Stored dataset items:
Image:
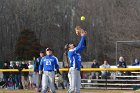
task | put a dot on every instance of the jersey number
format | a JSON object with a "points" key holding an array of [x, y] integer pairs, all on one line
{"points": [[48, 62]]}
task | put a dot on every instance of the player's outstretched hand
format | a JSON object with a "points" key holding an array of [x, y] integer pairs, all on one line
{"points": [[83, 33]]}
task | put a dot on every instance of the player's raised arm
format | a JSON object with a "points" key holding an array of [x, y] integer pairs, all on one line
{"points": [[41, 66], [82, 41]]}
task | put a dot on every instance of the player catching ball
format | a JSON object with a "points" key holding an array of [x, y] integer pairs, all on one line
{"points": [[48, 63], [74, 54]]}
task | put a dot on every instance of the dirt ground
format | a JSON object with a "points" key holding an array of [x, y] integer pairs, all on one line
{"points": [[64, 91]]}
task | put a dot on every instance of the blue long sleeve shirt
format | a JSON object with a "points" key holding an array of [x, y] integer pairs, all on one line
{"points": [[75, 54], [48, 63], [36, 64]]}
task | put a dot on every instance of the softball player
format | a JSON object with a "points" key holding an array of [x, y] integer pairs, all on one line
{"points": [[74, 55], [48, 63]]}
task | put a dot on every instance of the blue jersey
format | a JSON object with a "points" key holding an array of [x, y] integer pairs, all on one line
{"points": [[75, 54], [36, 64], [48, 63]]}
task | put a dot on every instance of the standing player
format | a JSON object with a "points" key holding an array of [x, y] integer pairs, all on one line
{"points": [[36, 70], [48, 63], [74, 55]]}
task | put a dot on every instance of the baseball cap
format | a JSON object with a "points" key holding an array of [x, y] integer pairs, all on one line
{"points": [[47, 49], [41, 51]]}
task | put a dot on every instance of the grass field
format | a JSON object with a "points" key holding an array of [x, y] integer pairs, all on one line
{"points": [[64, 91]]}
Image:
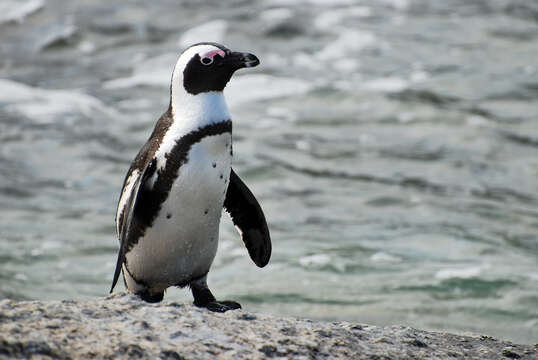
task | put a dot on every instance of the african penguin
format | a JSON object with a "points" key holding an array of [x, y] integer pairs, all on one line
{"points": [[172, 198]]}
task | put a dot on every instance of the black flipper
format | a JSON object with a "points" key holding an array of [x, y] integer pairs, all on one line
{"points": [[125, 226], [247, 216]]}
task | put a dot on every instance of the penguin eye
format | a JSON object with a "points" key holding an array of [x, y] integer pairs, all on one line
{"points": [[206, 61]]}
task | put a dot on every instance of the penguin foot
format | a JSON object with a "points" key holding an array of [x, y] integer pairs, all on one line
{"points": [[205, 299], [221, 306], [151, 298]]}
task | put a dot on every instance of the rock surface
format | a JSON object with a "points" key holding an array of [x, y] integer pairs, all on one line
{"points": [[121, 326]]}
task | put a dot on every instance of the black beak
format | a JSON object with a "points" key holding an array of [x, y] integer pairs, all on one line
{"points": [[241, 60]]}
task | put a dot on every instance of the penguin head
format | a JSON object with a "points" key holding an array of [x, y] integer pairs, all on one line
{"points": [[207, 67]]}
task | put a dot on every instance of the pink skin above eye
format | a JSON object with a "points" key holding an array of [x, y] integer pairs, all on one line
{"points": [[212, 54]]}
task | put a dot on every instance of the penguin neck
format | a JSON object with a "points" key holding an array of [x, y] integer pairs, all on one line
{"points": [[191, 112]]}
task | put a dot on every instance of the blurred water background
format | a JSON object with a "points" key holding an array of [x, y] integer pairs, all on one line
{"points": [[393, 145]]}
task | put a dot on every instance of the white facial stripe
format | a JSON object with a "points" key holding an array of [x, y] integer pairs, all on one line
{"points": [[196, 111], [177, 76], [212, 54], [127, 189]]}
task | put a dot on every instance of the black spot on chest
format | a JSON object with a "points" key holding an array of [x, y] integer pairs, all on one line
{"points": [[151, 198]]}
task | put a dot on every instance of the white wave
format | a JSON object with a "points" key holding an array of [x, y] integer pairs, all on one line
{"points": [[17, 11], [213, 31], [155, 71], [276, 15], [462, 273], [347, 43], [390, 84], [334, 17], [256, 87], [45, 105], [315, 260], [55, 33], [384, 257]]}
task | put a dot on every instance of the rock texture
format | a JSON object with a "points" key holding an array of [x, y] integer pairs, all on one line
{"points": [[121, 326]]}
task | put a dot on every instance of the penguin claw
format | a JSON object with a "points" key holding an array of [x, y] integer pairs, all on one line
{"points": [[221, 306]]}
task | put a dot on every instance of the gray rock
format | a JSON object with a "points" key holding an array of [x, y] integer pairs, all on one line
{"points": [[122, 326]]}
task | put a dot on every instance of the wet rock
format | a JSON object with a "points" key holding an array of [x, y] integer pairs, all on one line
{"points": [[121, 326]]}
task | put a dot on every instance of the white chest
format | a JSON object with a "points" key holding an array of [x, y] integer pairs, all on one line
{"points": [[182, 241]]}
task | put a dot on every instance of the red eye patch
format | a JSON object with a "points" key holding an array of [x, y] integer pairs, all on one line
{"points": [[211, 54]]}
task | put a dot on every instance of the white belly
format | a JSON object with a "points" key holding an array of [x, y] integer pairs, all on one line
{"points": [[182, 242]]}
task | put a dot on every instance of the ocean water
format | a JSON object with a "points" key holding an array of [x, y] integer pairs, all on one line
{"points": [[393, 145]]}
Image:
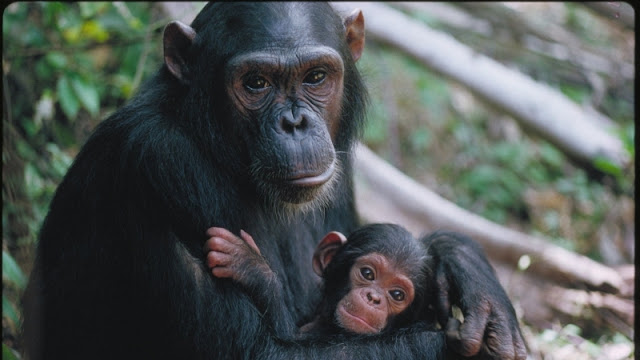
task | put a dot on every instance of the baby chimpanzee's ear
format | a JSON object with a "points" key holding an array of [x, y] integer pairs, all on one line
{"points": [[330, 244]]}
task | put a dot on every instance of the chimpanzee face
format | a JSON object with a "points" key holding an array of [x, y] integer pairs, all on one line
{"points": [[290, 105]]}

* **The problem**: Extract word for word every line from the line that contains "the rock texture" to the final line of the data, both included, and nothing else; skip the pictures.

* **Worked solution**:
task | put a dot on every instance of the rock texture
format | a JSON object with a "points" key holding an array of [x, y] integer pairs, all on one line
{"points": [[121, 326]]}
task | put a dot on every instance of the penguin claw
format | a JSON object with a "points" key holding an array of [x, y] integer pairs, all on one line
{"points": [[221, 306]]}
task | put a dot on every instance of the gray rock
format | a JSON object with a "points" key holding an array of [x, y] integer pairs, all on one line
{"points": [[122, 326]]}
task | put a dot on every instance of the wet rock
format | a JSON object with a "points" key holding an array of [x, y] integer pairs, all on one line
{"points": [[121, 326]]}
task | put a dot on every instance of the white chest
format | a JSON object with a "points" key holding an array of [x, y] integer pairs, all on one line
{"points": [[182, 241]]}
task | put a dot on every instance of the red eye patch
format | a JSON object with a "points" key holding an array of [x, y] integer pairs, all on one line
{"points": [[211, 54]]}
task | put a dot on every instance of the white belly
format | a JSON object with a "points" key holding an array of [x, y] integer pairs, all on one line
{"points": [[182, 242]]}
task | put a dot on every instance of the ocean water
format | a JSON object with a "points" key holding an array of [x, y] integer pairs, all on one line
{"points": [[393, 145]]}
Image:
task | put a dot on every instance of the baby chimpanzee's ear
format | a JSON object with a "points" key holding an array of [x, y] integer pairs, all on one line
{"points": [[330, 244]]}
task | put a dot on every instance of the chimpanzee face
format | a JSON object with a "points" key holding an array of [x, y] integer pairs, all on one line
{"points": [[290, 105]]}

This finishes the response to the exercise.